The problem:
Transcribe the material exactly. Images do not belong in the copy.

⟨

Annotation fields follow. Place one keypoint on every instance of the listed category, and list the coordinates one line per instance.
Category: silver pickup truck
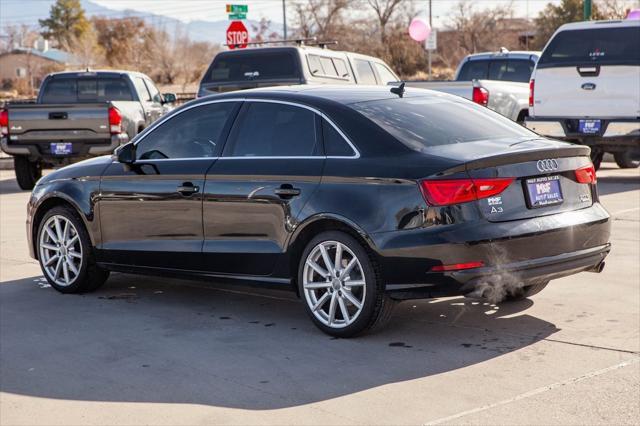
(78, 115)
(498, 80)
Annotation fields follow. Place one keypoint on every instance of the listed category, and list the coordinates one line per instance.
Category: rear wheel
(27, 172)
(65, 253)
(341, 286)
(596, 158)
(624, 160)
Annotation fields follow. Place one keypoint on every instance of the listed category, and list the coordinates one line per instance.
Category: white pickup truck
(497, 80)
(586, 89)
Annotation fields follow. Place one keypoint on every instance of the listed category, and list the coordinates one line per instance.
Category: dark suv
(283, 66)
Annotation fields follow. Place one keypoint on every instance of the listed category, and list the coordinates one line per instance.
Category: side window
(474, 70)
(385, 73)
(341, 67)
(274, 130)
(141, 88)
(194, 133)
(365, 72)
(334, 143)
(153, 90)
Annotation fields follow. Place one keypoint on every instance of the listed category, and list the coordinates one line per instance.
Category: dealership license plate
(61, 148)
(544, 191)
(589, 127)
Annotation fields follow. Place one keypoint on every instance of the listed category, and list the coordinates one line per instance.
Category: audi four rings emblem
(547, 165)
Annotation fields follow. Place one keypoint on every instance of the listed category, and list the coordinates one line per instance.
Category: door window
(274, 130)
(365, 72)
(194, 133)
(385, 73)
(141, 88)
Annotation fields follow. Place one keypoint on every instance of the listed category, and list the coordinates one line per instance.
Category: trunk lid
(536, 165)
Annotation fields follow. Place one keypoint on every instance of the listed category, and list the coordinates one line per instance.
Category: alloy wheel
(60, 250)
(334, 284)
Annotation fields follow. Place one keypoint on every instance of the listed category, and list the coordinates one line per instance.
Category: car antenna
(398, 90)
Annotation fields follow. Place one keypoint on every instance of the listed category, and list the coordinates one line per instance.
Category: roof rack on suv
(311, 41)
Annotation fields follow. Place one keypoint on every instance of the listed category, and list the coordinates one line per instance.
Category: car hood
(87, 169)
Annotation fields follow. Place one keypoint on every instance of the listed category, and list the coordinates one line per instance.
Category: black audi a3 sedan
(355, 197)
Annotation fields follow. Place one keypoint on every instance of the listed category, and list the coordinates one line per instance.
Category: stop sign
(237, 35)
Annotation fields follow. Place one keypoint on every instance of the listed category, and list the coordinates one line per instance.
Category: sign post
(237, 35)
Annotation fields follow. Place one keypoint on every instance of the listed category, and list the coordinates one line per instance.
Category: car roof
(322, 93)
(599, 24)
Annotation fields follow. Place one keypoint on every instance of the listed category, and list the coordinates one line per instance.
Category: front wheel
(27, 172)
(624, 160)
(341, 286)
(65, 253)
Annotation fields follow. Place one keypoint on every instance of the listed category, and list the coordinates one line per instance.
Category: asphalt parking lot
(163, 351)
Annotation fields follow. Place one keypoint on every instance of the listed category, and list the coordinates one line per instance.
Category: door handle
(287, 191)
(188, 188)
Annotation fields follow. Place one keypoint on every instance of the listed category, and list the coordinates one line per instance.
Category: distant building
(23, 68)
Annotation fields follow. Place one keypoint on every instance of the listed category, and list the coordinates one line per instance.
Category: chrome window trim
(356, 153)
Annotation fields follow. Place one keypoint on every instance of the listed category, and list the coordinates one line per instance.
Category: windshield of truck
(421, 123)
(252, 66)
(85, 90)
(604, 45)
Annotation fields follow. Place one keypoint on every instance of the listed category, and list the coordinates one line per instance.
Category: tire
(321, 287)
(528, 291)
(624, 161)
(596, 158)
(27, 172)
(69, 267)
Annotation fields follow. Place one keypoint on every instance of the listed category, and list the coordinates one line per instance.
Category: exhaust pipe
(598, 268)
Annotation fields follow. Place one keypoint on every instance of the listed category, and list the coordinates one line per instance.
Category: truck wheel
(596, 158)
(624, 160)
(27, 172)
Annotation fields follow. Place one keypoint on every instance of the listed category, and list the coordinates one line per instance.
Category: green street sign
(237, 8)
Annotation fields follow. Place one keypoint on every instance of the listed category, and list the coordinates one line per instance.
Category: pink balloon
(634, 14)
(419, 29)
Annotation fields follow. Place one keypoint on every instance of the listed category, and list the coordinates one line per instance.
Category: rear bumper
(614, 132)
(540, 248)
(80, 149)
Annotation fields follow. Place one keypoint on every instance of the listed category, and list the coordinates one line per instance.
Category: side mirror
(169, 98)
(126, 154)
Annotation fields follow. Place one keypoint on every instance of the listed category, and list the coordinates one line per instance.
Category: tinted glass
(474, 70)
(593, 45)
(421, 123)
(334, 143)
(253, 66)
(141, 88)
(385, 74)
(274, 130)
(72, 90)
(194, 133)
(365, 72)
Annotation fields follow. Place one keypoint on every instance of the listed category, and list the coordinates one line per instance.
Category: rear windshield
(613, 46)
(252, 66)
(421, 123)
(86, 90)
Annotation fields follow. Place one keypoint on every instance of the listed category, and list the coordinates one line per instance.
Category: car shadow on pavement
(143, 339)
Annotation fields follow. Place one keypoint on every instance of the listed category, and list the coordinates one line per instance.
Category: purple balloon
(634, 14)
(419, 29)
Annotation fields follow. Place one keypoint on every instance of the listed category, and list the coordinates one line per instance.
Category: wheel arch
(315, 225)
(51, 201)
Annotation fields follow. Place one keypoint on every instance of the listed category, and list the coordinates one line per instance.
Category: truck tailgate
(59, 122)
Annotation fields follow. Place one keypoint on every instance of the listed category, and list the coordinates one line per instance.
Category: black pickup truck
(78, 115)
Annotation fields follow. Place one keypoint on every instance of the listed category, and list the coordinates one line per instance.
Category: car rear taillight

⟩

Response to this exercise:
Annotation fields follow. Place one keypoint on every instance of the listed category, and list the coordinates one line per instance.
Category: silver pickup truck
(78, 115)
(498, 80)
Annotation fields follow. Place one keypoint on every instance of the listed category, and list the coordinates one line per instance.
Category: rear wheel
(27, 172)
(65, 253)
(341, 286)
(596, 158)
(624, 160)
Annotation fields follow. Place one keypoint on every instance of the listed category, and list the coordinates one line per instance.
Category: white pickup truck
(497, 80)
(586, 89)
Annotation fields follow. Place one keypoint on every instance of the listed category, and list the coordinates one line per instance.
Category: dark suv
(283, 66)
Annotation fields follow. Place one keypoint on every instance of the listed category, and list the coordinates one line per instance.
Category: side window
(474, 70)
(385, 73)
(341, 67)
(274, 130)
(141, 88)
(194, 133)
(365, 72)
(334, 143)
(153, 90)
Annotation fields follow. Place one keypoint on every instance of the listed category, and list the coordinates one line per instance.
Category: dealership license plate
(61, 148)
(544, 191)
(589, 127)
Annotation fields follow. Place one keypoint on every instance of the listed category, and list the coordinates one line per instance.
Category: audi four rings emblem
(547, 165)
Annotation fields follow. Place one keypoint on every instance of the listed category, and list the coordinates one line per instance.
Category: door window
(274, 130)
(365, 72)
(194, 133)
(385, 73)
(141, 88)
Annotation fields follow. Place one keypoint on every instance of the listed category, and list the coordinates one line per instance.
Category: trunk lid
(536, 165)
Annotation fields follow. Place one keypoint on every instance of the listed category, and list the coordinates one line per instance.
Category: alloy wheel
(60, 250)
(334, 284)
Annotation fields follow. Place one keypoint on every instance of the listed category, and list the coordinates one line per instance.
Category: car antenna
(398, 90)
Annotation fields follow. Place one keypoint on every instance of the listed category, and list the coordinates one line per instance.
Category: roof rack on suv
(311, 41)
Annotation fields follow. Place one keypoint on every instance of the listed category, and list the coordinates one line per instance.
Category: car hood
(87, 169)
Annotation fields follow. Place one keypoint on every instance of the listed category, and list the coordinates one line per instance.
Category: black audi a3 sedan
(355, 197)
Annotation fields follow. Place one keypoint on every instance of the listed category, and list the coordinates one line per instance.
Category: stop sign
(237, 35)
Annotation fields follow. Place one keypoint on every instance of the listed category, and list the coordinates one line per instance.
Category: sign post
(237, 35)
Annotation fields follow. Place one keypoint on every instance of the listed category, and list the coordinates one line per instance.
Category: car roof
(322, 93)
(599, 24)
Annotation fields follow. Place one keypoint on every instance of the listed category, and list the coordinates one line per instance.
Category: front wheel
(27, 172)
(624, 160)
(341, 286)
(65, 253)
Annotation fields follow. Place one keypoint on every instance of the listed category, and list the coordinates one line per instance.
Category: asphalt parking lot
(163, 351)
Annotation fields follow. Place one keypoint on every instance of the listed category, and list the coordinates one line per instance.
Category: door handle
(287, 191)
(188, 188)
Annotation fields follow. Place one keypoint on every instance of the listed category, and list the coordinates one line per instance.
Category: distant building
(23, 68)
Annotation fields follow. Place one keypoint on every instance of the listed category, and list the coordinates one line per instance.
Category: chrome window trim
(356, 153)
Annotation fields follow. Place one keypoint on every instance of the listed category, and list the coordinates one line per instance.
Category: windshield of truck
(421, 123)
(252, 66)
(85, 90)
(604, 45)
Annotation fields follow. Place one keypoint on every instance of the listed category, and list the coordinates one line per instance.
Category: tire
(321, 287)
(528, 291)
(624, 161)
(596, 158)
(27, 172)
(69, 267)
Annotation fields follow. Place one keypoint on every instance of the listed category, and list the coordinates one line per instance.
Category: exhaust pipe
(598, 268)
Annotation fields follow. Place one keypoint on every instance of the listed category, and list the coordinates one line per instance.
Category: truck wheel
(596, 158)
(624, 160)
(27, 172)
Annotation fields follow. Place one keypoint on every instance of the listed category, and list the coordinates one line per instance.
Category: green street sign
(237, 8)
Annotation fields follow. Place one keypoint on every instance of the listed category, and list the coordinates one line per instance.
Category: pink balloon
(634, 14)
(419, 29)
Annotation fields follow. Place one keypoint on every instance of the listed category, and list the coordinates one line per instance.
Category: rear bumper
(614, 132)
(540, 248)
(80, 149)
Annotation fields follow. Place one keypoint on every instance of the listed category, and list the coordinates one line per instance.
Category: side mirror
(169, 98)
(126, 154)
Annotation fields follow. Place one keypoint on every instance of the listed category, and list the coordinates one line per instance.
Category: tinted glass
(474, 70)
(593, 45)
(421, 123)
(334, 143)
(253, 66)
(141, 88)
(385, 74)
(274, 130)
(72, 90)
(194, 133)
(365, 72)
Annotation fields follow. Place one keypoint on every instance of the listed category, and list the coordinates one line per instance.
Category: rear windshield
(613, 46)
(252, 66)
(421, 123)
(86, 90)
Annotation fields follow. Place one keypoint on every instance of the listed category, and list the coordinates one line per instance.
Category: car shadow on pavement
(143, 339)
Annotation fields follow. Place one keypoint on every instance of the listed category, and list the coordinates one line per instance.
Category: purple balloon
(634, 14)
(419, 29)
Annotation fields follow. Place one keypoint on every instance of the listed category, and list the coordinates one line per instance.
Category: wheel arch
(315, 225)
(51, 201)
Annotation fields follow. Place one keypoint on every instance of the listed category, and list the coordinates one line per instance.
Category: truck tailgate
(59, 122)
Annotation fields follow. Place one keypoint on every instance of the listed category, and list the coordinates one line per instance.
Category: black pickup truck
(78, 115)
Annotation fields follow. Place one keypoint on every instance of the listed category, and list the coordinates one line per instance.
Category: car rear taillight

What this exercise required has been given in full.